-- START TEXT EXCERPT --

A Few Fun Semgrep Experiments

A Few Fun Semgrep Experiments
2024-1-21 18:32:24 Author: parsiya.net(查看原文) 阅读量:91 收藏

I want to use Semgrep as a light code intelligence tool with a few experiments. I will write custom rules to extract info from code and then process the results.

The type of these experiments is inspired by Martin Jambon who is actually a core Semgrep developer. These are supposed to be self-contained but short experiments. You can see his at https://github.com/mjambon/dev-random.

If you know me, you know I never shut up about Semgrep, see https://parsiya.net/categories/semgrep/.

I use Semgrep if I want something quick that works. For complex uses cases, you need to create your own static analysis tools. Parsing is doable with tree-sitter (same thing Semgrep uses) and tree-sitter queries. For Go, I have also used the ast package.

This blog assumes you have this knowledge. Nothing fancy.

Some familiarity with Go.
Writing basic Semgrep rules.

-- END TEXT EXCERPT --
-- START EXTRACTED ENTRIES --

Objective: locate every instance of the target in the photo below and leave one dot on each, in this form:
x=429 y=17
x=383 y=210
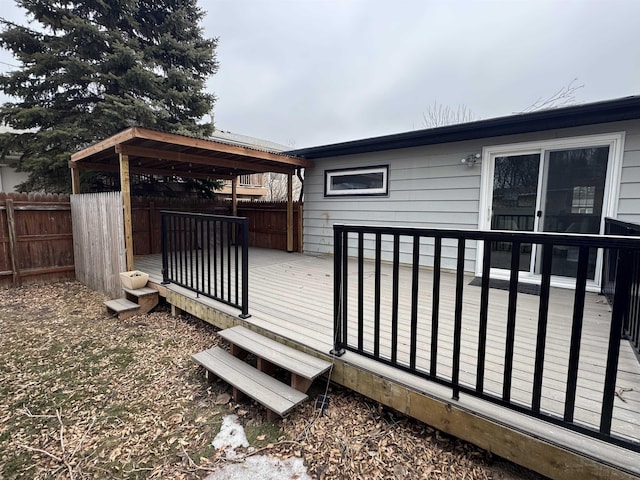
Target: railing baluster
x=457 y=327
x=229 y=242
x=191 y=221
x=511 y=321
x=345 y=286
x=215 y=258
x=183 y=241
x=189 y=242
x=338 y=342
x=576 y=334
x=620 y=304
x=245 y=269
x=196 y=222
x=484 y=313
x=209 y=257
x=376 y=316
x=394 y=298
x=223 y=227
x=164 y=238
x=415 y=276
x=541 y=338
x=435 y=306
x=236 y=229
x=360 y=291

-- END EXTRACTED ENTRIES --

* **EXERCISE INSTRUCTIONS**
Retype the passage of the Semgrep experiments post starting at "I use Semgrep" and ending at "familiarity with Go.".

* **EXPECTED ANSWER**
I use Semgrep if I want something quick that works. For complex uses cases, you need to create your own static analysis tools. Parsing is doable with tree-sitter (same thing Semgrep uses) and tree-sitter queries. For Go, I have also used the ast package.

This blog assumes you have this knowledge. Nothing fancy.

Some familiarity with Go.